Object pointing dataset rows:
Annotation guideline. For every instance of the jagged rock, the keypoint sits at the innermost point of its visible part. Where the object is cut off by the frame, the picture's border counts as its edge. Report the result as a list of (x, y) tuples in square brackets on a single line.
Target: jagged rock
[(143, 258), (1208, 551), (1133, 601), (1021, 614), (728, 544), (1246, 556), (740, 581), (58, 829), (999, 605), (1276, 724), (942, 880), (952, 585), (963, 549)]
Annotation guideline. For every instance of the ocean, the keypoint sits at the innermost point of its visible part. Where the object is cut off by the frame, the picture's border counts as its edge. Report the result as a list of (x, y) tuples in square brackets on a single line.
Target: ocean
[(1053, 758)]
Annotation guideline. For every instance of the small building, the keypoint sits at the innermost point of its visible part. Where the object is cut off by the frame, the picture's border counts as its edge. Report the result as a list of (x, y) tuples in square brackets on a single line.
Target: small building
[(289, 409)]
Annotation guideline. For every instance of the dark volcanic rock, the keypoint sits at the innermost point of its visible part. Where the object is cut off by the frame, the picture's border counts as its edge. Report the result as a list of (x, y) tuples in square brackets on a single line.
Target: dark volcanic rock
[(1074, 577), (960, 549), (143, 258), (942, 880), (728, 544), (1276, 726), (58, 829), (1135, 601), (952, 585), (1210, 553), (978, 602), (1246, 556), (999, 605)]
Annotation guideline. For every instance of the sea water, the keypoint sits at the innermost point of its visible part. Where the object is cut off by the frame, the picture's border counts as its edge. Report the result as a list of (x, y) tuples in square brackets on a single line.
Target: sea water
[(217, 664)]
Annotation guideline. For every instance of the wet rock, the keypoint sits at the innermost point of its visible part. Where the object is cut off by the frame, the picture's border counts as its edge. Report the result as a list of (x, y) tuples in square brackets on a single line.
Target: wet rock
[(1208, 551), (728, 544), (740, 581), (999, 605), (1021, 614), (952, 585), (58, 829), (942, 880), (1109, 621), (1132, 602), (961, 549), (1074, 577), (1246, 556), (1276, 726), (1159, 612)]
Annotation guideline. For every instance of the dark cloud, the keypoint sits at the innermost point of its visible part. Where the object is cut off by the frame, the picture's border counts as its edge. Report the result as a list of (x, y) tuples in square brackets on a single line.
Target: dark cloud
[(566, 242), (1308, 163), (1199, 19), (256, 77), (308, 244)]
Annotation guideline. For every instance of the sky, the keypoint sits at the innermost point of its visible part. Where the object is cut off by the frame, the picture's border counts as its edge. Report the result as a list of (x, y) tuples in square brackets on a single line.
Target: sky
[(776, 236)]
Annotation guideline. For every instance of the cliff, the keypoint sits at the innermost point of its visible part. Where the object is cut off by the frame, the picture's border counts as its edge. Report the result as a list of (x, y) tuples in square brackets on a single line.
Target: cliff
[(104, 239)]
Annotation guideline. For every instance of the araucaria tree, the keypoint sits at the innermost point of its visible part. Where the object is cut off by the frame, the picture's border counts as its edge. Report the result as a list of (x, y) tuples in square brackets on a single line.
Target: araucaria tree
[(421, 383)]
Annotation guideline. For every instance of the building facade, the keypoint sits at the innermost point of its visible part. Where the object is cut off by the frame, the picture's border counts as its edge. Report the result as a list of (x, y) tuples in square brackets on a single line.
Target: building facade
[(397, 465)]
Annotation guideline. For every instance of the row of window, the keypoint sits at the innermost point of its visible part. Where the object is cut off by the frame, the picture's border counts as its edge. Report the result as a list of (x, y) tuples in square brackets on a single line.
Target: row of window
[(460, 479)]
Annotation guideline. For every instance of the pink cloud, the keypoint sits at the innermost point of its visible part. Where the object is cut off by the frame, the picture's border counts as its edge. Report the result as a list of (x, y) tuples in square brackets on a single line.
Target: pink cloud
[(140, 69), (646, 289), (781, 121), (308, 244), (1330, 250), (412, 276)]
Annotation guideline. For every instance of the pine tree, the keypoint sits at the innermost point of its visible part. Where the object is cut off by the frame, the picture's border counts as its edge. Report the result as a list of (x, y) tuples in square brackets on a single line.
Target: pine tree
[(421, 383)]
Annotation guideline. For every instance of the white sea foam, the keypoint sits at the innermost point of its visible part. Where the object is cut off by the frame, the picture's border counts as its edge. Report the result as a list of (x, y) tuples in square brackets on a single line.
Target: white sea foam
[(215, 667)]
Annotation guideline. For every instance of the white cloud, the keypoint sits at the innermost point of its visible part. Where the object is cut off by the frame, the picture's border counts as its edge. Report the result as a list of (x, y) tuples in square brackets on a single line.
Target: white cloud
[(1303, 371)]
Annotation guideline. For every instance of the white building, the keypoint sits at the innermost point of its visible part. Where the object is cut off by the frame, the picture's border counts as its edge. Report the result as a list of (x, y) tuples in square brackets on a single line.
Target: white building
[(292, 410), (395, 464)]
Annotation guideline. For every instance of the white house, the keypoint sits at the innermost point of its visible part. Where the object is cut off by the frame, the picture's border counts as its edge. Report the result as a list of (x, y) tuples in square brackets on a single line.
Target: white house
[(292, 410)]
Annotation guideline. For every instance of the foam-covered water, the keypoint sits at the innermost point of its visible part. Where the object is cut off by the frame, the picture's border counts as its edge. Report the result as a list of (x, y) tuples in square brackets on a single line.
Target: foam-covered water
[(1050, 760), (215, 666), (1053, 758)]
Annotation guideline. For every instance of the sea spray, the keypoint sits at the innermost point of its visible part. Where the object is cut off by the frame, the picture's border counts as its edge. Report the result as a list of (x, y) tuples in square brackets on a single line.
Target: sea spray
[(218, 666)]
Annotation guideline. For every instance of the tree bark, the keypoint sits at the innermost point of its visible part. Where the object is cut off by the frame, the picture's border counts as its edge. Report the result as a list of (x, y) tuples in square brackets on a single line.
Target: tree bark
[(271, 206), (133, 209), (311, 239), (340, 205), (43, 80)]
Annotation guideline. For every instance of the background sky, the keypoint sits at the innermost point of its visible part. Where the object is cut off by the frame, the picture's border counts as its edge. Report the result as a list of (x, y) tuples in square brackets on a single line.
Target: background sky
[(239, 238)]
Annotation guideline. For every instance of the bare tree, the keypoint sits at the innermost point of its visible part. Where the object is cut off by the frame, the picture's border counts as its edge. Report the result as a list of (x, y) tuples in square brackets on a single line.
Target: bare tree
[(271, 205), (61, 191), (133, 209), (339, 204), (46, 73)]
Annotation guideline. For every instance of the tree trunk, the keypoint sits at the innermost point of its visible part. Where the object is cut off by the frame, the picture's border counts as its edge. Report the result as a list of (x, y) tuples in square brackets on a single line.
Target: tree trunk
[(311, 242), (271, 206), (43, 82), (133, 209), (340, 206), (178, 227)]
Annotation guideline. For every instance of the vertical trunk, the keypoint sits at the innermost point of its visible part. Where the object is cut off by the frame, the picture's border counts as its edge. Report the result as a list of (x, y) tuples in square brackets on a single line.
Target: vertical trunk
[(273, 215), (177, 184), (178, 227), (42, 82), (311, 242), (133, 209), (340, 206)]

Task directions: Look above for the line containing "Annotation guideline. For every instance of the vertical"; copy from it through the last line, exactly, and nothing more.

Reply to the exercise:
Annotation guideline. For every instance of the vertical trunk, the keypoint sits at the innermost point of its visible part. Where the object is cut off by the frame, the picture's border counts as its edge. Report the result as a list of (x, y) tuples in square brackets on a single line.
Target: vertical trunk
[(273, 215), (177, 184), (178, 227), (42, 82), (311, 242), (133, 209), (340, 206)]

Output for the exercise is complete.